= EXERCISE SET =
A: Answer these about the kernel changelog:
(i) Which series introduces the concept of "kernel file pages", and who wrote it?
(ii) What does "mm/damon: support ARM32 with LPAE" teach DAMON to understand?
(iii) According to the entry "mm: remove zpool", what single thing does the removed indirection layer now redirect to?
B: Continue the kernel changelog from its final entry onward.

━━━━━ TEXT

It's a long story - the [1/N] changelog spells out the considerations
- "Add and use memdesc_flags_t" from Matthew Wilcox gets us started on
the memdesc project. Please see
https://kernelnewbies.org/MatthewWilcox/Memdescs and
https://blogs.oracle.com/linux/post/introducing-memdesc
- "Tiny optimization for large read operations" from Chi Zhiling
improves the efficiency of the pagecache read path
- "Better split_huge_page_test result check" from Zi Yan improves our
folio splitting selftest code
- "test that rmap behaves as expected" from Wei Yang adds some rmap
selftests
- "remove write_cache_pages()" from Christoph Hellwig removes that
function and converts its two remaining callers
- "selftests/mm: uffd-stress fixes" from Dev Jain fixes some UFFD
selftests issues
- "introduce kernel file mapped folios" from Boris Burkov introduces
the concept of "kernel file pages". Using these permits btrfs to
account its metadata pages to the root cgroup, rather than to the
cgroups of random inappropriate tasks
- "mm/pageblock: improve readability of some pageblock handling" from
Wei Yang provides some readability improvements to the page allocator
code
- "mm/damon: support ARM32 with LPAE" from SeongJae Park teaches DAMON
to understand arm32 highmem
- "tools: testing: Use existing atomic.h for vma/maple tests" from
Brendan Jackman performs some code cleanups and deduplication under
tools/testing/
- "maple_tree: Fix testing for 32bit compiles" from Liam Howlett fixes
a couple of 32-bit issues in tools/testing/radix-tree.c
- "kasan: unify kasan_enabled() and remove arch-specific
implementations" from Sabyrzhan Tasbolatov moves KASAN arch-specific
initialization code into a common arch-neutral implementation
- "mm: remove zpool" from Johannes Weiner removes zspool - an
indirection layer which now only redirects to a single thing
(zsmalloc)

━━━━━━━━━━
━━━━━ SUPPLIED MATERIAL

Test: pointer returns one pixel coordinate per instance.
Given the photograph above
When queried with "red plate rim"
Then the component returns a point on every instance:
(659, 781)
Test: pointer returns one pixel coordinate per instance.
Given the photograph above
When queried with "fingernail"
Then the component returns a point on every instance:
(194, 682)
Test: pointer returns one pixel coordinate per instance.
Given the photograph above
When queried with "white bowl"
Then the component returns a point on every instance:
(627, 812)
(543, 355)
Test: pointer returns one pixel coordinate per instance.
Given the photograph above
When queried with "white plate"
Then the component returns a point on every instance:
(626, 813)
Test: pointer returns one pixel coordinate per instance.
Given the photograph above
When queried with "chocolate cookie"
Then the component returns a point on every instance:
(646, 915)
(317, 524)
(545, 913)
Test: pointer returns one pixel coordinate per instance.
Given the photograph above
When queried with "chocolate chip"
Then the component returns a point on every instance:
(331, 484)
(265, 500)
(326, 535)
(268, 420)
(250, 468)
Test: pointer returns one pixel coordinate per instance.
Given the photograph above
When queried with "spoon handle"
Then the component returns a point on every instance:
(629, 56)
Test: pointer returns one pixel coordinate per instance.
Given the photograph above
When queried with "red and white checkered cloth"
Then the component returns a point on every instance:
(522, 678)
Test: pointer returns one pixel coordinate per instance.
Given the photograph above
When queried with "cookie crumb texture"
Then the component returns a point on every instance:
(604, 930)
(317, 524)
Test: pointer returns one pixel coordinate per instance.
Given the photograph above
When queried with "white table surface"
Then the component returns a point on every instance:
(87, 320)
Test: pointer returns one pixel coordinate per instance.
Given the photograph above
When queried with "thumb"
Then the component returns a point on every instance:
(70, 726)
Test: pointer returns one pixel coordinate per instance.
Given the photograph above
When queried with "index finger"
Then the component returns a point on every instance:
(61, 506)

━━━━━━━━━━

= RESPONSES TO THE EXERCISE =
A:
(i) "introduce kernel file mapped folios", from Boris Burkov
(ii) arm32 highmem
(iii) zsmalloc

B:
- "mm: task_stack: Stack handling cleanups" from Pasha Tatashin makes a
couple of cleanups in the fork code
- "mm: remove nth_page()" from David Hildenbrand makes rather a lot of
adjustments at various nth_page() callsites, eventually permitting
the removal of that undesirable helper function
- "introduce kasan.write_only option in hw-tags" from Yeoreum Yun
creates a KASAN read-only mode for ARM, using that architecture's
memory tagging feature. It is felt that a read-only mode KASAN is
suitable for use in production systems rather than debug-only
- "mm: hugetlb: cleanup hugetlb folio allocation" from Kefeng Wang does
some tidying in the hugetlb folio allocation code
- "mm: establish const-correctness for pointer parameters" from Max
Kellermann makes quite a number of the MM API functions more accurate
about the constness of their arguments. This was getting in the way
of subsystems (in this case CEPH) when they attempt to improving
their own const/non-const accuracy
- "Cleanup free_pages() misuse" from Vishal Moola fixes a number of
code sites which were confused over when to use free_pages() vs
__free_pages()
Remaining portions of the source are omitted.